=== DATA PROVIDED ===

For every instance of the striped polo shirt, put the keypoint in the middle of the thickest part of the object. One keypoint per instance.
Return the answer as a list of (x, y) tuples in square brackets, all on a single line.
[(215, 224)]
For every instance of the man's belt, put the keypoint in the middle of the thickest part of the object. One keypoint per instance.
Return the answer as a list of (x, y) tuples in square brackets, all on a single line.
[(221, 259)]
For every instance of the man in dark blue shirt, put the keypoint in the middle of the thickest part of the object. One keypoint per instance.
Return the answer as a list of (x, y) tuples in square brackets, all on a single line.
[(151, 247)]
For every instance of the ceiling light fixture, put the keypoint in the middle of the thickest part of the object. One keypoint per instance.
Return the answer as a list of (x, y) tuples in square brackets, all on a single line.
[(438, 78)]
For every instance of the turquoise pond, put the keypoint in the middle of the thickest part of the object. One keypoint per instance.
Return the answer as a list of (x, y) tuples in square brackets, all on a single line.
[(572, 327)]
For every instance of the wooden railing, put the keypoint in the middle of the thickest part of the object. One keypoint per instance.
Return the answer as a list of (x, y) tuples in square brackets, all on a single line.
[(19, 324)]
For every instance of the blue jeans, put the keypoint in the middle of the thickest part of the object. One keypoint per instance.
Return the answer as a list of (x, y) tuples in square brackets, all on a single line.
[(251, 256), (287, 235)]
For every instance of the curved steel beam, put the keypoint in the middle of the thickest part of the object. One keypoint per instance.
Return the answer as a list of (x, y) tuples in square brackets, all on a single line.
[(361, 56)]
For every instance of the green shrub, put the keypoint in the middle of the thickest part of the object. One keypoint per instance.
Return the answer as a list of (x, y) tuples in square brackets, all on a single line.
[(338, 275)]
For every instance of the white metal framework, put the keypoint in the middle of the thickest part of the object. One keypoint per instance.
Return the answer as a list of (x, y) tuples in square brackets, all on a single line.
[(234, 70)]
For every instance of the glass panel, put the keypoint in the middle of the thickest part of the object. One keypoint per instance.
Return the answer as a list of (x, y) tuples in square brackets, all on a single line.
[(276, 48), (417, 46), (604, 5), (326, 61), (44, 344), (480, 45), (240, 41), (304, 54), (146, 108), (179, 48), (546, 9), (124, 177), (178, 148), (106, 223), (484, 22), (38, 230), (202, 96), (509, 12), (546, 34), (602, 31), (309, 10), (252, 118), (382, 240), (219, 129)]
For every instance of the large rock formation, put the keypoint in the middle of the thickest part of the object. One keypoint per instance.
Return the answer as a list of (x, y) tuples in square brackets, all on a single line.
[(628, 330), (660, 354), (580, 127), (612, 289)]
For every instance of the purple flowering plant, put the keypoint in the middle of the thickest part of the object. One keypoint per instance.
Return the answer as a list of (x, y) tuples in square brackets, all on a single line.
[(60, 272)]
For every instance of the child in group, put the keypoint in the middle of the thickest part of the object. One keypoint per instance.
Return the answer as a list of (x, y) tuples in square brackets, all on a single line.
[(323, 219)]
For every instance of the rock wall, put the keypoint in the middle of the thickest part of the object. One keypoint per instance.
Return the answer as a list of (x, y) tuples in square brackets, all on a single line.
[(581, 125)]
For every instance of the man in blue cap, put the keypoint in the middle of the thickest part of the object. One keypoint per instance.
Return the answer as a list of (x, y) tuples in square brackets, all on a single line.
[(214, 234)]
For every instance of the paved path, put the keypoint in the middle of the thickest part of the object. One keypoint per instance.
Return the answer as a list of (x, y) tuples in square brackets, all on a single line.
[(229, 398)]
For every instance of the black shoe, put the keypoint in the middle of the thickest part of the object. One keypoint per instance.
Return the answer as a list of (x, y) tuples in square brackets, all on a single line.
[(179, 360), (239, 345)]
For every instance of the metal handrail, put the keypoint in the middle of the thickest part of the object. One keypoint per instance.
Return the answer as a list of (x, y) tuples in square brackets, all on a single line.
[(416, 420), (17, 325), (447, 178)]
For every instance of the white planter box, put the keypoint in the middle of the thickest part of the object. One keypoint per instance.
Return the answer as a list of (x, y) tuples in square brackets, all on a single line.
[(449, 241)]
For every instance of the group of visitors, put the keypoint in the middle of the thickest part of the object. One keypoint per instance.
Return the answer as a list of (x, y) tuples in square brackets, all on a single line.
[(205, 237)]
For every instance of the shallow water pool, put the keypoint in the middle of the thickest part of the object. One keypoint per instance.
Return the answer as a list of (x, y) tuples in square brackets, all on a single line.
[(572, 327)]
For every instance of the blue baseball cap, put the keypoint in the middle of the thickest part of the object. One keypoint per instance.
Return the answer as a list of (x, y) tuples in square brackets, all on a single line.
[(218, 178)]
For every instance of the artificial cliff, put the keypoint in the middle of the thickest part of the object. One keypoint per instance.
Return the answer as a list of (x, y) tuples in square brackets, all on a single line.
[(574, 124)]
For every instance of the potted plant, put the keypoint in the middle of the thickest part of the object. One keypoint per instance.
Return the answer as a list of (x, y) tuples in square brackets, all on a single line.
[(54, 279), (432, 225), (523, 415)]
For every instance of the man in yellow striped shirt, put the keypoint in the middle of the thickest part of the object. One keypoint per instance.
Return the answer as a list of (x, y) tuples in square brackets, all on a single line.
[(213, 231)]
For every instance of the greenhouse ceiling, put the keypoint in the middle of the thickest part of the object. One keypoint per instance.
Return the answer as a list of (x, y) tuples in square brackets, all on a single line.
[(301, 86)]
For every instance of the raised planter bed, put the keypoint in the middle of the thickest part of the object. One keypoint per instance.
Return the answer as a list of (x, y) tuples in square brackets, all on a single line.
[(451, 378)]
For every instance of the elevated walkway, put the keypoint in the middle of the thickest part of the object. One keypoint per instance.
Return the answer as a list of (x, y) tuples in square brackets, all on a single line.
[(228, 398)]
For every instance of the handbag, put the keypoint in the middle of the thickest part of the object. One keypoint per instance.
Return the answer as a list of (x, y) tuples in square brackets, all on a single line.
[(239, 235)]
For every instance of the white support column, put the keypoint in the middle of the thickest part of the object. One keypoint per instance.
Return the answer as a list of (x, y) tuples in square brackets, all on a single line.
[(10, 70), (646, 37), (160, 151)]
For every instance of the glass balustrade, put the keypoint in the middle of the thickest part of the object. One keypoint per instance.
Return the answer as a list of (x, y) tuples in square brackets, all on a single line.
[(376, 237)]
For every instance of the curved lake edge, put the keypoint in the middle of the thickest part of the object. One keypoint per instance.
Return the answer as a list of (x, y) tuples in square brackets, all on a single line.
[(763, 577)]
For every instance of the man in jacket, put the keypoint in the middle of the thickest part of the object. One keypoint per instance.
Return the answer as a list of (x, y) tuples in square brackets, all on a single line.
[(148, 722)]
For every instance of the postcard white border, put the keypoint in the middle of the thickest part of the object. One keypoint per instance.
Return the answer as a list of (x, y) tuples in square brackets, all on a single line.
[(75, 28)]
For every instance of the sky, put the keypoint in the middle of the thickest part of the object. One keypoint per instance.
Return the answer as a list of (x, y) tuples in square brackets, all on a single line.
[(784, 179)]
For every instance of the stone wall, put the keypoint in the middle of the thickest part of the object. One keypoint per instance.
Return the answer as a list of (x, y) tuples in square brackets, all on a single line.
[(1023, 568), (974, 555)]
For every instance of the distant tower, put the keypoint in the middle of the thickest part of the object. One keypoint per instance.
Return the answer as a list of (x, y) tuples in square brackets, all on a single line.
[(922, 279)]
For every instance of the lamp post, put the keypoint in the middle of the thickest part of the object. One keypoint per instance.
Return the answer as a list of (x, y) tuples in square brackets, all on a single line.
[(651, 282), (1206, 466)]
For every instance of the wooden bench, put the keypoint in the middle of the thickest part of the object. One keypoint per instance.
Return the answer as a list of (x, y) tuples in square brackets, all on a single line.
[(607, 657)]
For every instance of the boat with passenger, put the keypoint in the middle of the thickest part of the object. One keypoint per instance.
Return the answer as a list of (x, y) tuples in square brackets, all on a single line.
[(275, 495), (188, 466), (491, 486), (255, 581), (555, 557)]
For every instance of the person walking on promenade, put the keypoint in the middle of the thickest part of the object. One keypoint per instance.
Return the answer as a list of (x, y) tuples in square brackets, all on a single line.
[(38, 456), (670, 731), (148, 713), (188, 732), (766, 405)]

===

# [EXERCISE OBJECTIVE]
Copy out the records verbatim, beginning at the line containing "For every instance of the white planter" and continuing through the line containing "[(574, 124)]", both included.

# [RESPONSE TO THIS EXERCISE]
For every instance of the white planter box, put the keypoint in the middle of the thickest part of the object. One keypoint per instance.
Return the answer as a list of (x, y) tuples in square brackets, all on a single line.
[(449, 241)]
For every instance of the group of visitors, put the keypoint in the middle of the thickest part of the object. One keypoint per instance.
Return the answer as a list of (x, y) tuples in square brackets, all on a single line.
[(205, 237)]
For every instance of the shallow water pool, put the keypoint in the middle of the thickest part of the object. One keypoint per instance.
Return the answer as a list of (x, y) tuples in square brackets, all on a single line.
[(572, 327)]
For every instance of the blue baseball cap, put the keypoint in the middle of the thickest part of the object. One keypoint per instance.
Return the answer as a list of (x, y) tuples in square brackets, all on a single line.
[(218, 178)]
For every instance of the artificial cliff, put the keypoint in the middle of the thickest part of the object. One keypoint per instance.
Return the answer as a list of (x, y) tuples in square brackets, all on a single line.
[(574, 124)]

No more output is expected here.